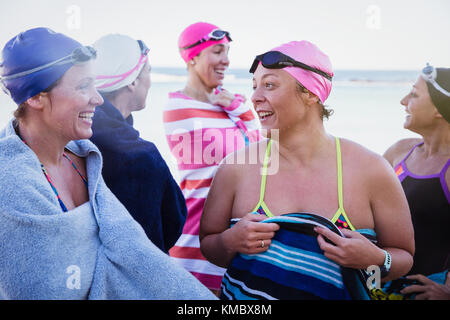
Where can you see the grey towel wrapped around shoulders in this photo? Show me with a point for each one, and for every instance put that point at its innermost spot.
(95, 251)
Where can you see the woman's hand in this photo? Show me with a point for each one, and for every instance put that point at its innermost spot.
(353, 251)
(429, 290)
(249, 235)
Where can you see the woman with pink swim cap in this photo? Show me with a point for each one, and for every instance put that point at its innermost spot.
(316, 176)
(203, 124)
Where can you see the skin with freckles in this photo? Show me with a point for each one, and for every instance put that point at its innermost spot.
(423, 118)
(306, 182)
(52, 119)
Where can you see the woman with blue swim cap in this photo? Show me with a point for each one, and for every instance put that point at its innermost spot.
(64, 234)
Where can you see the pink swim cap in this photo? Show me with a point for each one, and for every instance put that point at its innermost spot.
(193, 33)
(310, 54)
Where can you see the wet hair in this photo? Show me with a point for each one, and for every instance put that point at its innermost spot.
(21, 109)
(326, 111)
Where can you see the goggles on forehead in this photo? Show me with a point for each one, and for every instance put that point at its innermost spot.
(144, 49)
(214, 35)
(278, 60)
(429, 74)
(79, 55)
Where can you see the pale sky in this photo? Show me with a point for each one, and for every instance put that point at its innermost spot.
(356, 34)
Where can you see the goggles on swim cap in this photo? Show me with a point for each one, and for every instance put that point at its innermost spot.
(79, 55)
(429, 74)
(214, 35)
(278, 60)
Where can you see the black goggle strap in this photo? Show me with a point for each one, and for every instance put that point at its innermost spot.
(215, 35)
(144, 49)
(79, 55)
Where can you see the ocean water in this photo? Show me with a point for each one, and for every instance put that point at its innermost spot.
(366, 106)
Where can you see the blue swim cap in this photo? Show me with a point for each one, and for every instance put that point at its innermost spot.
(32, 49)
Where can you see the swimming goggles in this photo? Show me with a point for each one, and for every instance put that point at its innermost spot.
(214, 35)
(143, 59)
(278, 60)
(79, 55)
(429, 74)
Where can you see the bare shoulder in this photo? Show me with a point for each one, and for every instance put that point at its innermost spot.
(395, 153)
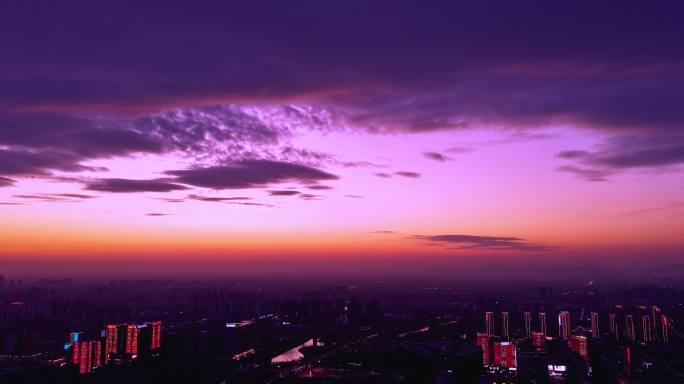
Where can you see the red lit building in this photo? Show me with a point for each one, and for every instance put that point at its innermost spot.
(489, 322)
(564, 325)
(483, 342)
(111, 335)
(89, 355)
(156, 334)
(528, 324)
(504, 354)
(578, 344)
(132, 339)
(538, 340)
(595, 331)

=====

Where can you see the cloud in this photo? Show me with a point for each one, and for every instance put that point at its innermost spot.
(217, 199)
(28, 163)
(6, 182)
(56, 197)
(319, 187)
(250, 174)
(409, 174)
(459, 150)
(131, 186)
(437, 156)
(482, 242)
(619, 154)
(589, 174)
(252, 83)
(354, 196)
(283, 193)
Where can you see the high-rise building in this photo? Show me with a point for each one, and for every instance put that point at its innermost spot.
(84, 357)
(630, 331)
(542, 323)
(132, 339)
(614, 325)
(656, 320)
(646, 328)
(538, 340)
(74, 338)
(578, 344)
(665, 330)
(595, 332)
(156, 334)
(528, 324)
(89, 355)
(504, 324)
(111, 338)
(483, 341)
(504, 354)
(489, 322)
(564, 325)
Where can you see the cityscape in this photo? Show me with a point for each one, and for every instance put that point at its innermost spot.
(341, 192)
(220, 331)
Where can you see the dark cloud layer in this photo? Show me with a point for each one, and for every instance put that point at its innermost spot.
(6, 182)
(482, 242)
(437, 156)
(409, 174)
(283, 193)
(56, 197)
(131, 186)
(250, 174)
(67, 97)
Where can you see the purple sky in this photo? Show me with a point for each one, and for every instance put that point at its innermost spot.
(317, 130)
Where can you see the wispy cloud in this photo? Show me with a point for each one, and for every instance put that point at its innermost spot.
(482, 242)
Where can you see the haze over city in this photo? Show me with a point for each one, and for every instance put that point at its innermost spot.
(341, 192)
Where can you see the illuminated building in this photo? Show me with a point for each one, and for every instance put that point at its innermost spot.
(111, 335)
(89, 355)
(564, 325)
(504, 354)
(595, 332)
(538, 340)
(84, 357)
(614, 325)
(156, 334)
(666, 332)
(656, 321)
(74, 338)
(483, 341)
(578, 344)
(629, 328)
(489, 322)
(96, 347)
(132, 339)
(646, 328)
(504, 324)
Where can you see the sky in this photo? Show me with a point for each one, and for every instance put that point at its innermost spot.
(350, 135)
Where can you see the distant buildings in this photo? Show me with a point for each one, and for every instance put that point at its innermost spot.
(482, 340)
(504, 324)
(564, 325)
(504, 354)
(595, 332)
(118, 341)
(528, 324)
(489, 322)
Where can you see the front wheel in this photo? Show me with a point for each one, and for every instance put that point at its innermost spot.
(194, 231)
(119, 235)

=====

**Brief**
Identify every line above that contains the word "pink", and copy each such line in full; case counts.

**Solution**
Where can you see the woman with pink swim cap in this photo? Show me with a point for each one, and for every instance put that point at its innermost spot.
Where can you see the pink swim cap in this photo? Show me with a point for each one, and for every instance put that point at its innermost spot.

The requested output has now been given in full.